(Stored data entries)
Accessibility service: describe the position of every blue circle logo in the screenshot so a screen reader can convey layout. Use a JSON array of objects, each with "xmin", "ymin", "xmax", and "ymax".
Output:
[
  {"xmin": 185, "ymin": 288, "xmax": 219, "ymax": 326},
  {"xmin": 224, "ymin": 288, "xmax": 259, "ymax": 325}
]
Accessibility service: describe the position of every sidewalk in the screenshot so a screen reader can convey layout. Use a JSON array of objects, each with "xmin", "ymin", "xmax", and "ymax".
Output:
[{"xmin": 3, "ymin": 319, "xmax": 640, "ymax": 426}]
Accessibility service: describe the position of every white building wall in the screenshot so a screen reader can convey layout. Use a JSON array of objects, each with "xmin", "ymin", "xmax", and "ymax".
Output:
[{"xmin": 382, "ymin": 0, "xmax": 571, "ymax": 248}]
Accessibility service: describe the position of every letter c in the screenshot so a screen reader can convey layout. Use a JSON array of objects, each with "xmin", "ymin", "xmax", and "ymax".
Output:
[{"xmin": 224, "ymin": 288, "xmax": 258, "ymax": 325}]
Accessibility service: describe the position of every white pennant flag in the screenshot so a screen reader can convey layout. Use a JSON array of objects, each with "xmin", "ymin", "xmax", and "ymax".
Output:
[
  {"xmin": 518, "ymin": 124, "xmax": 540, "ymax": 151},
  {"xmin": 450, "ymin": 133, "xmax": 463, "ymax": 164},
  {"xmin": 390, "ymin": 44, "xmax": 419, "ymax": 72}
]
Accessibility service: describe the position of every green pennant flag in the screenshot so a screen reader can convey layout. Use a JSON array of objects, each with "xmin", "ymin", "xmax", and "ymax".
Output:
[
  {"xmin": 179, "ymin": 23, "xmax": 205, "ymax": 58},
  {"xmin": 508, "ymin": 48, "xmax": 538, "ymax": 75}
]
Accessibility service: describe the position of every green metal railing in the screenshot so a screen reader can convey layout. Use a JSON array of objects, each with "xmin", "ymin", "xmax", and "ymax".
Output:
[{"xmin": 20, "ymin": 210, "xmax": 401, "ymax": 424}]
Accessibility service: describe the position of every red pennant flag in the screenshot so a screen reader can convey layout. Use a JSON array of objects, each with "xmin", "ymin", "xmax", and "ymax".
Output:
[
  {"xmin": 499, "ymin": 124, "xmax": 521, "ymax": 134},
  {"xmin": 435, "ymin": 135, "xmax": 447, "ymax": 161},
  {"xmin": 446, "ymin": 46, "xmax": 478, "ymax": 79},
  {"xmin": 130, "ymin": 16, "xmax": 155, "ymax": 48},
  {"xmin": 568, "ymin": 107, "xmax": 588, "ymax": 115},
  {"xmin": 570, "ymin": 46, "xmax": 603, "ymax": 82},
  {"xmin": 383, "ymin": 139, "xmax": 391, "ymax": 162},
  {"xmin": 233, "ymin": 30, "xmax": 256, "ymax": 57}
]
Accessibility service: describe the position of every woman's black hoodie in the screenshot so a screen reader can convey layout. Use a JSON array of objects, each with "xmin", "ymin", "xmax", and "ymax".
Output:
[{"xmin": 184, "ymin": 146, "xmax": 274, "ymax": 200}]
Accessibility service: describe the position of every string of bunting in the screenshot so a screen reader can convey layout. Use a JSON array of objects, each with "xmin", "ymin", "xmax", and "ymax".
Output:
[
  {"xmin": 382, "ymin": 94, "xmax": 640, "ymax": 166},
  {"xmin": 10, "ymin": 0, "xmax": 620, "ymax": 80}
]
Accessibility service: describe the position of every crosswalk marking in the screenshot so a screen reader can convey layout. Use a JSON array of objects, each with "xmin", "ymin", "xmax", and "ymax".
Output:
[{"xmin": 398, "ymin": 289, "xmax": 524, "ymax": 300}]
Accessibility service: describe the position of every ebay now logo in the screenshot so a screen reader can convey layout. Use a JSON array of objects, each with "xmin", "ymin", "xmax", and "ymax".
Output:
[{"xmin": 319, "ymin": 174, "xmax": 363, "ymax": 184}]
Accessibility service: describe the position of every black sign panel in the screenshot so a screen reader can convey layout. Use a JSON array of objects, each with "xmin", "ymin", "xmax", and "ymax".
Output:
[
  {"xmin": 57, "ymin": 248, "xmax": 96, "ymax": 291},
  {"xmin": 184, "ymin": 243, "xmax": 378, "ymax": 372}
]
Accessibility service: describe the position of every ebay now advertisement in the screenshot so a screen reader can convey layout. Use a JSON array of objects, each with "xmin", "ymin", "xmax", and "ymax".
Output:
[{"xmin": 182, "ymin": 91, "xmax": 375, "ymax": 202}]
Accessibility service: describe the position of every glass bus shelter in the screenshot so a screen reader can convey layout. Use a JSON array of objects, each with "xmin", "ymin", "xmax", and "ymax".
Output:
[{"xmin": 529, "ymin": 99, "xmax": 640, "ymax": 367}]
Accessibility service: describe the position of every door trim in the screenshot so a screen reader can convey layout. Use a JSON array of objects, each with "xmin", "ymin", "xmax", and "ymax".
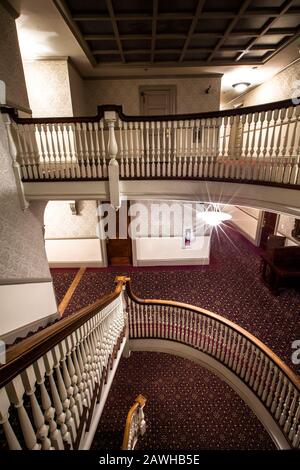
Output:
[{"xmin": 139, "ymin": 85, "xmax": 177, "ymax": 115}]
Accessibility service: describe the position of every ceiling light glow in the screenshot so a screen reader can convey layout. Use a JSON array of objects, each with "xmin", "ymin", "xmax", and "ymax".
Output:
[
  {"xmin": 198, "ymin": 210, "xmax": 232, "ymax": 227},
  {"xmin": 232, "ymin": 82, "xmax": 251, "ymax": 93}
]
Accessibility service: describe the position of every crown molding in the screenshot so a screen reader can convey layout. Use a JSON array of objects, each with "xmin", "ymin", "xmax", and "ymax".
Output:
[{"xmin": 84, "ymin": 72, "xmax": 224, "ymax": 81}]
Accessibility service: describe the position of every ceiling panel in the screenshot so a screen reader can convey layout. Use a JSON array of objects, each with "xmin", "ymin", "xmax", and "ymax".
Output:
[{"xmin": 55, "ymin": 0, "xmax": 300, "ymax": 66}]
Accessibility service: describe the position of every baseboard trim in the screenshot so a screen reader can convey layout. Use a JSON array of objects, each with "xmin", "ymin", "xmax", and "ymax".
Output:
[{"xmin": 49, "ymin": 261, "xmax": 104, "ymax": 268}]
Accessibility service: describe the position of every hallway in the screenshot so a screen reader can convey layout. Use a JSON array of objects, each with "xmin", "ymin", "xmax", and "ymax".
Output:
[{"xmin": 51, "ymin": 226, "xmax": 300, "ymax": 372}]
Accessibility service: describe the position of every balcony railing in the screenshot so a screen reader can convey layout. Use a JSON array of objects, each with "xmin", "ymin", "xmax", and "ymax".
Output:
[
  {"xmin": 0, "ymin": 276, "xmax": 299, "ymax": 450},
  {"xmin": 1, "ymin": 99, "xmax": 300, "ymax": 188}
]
--
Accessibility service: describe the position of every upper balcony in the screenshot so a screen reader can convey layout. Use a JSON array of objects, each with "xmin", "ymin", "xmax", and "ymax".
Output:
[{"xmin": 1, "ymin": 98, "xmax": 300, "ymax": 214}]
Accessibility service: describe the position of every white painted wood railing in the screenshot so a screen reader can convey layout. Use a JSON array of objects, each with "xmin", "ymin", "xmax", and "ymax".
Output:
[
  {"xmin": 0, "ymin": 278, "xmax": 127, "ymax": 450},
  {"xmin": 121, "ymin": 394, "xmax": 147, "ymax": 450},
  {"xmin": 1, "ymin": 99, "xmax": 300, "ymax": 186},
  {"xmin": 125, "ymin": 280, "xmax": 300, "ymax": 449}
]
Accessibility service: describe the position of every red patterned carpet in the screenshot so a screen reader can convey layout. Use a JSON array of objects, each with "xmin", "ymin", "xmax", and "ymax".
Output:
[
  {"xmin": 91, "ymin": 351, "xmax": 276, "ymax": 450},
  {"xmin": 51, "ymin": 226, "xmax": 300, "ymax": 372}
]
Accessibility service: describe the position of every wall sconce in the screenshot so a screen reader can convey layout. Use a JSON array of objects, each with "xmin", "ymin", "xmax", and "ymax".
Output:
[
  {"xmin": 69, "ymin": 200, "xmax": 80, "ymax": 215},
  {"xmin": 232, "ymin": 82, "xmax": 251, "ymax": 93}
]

## WHAT YOU SHOULD DO:
Where a line of the records above holds the word "wall", copy that line.

## ANSWER BOX:
Accessibility service: describe the position of every white building wall in the screenshot so a screen reader can convey layout. Use a JSON array of objects, each with "xmin", "ymin", "xmax", and "ymax".
Accessibility service: describe the position of every wall sconce in the screenshot so a screen reader can convey layout. Use a JSON array of objects, each with "xmin", "ymin", "xmax", and "ymax".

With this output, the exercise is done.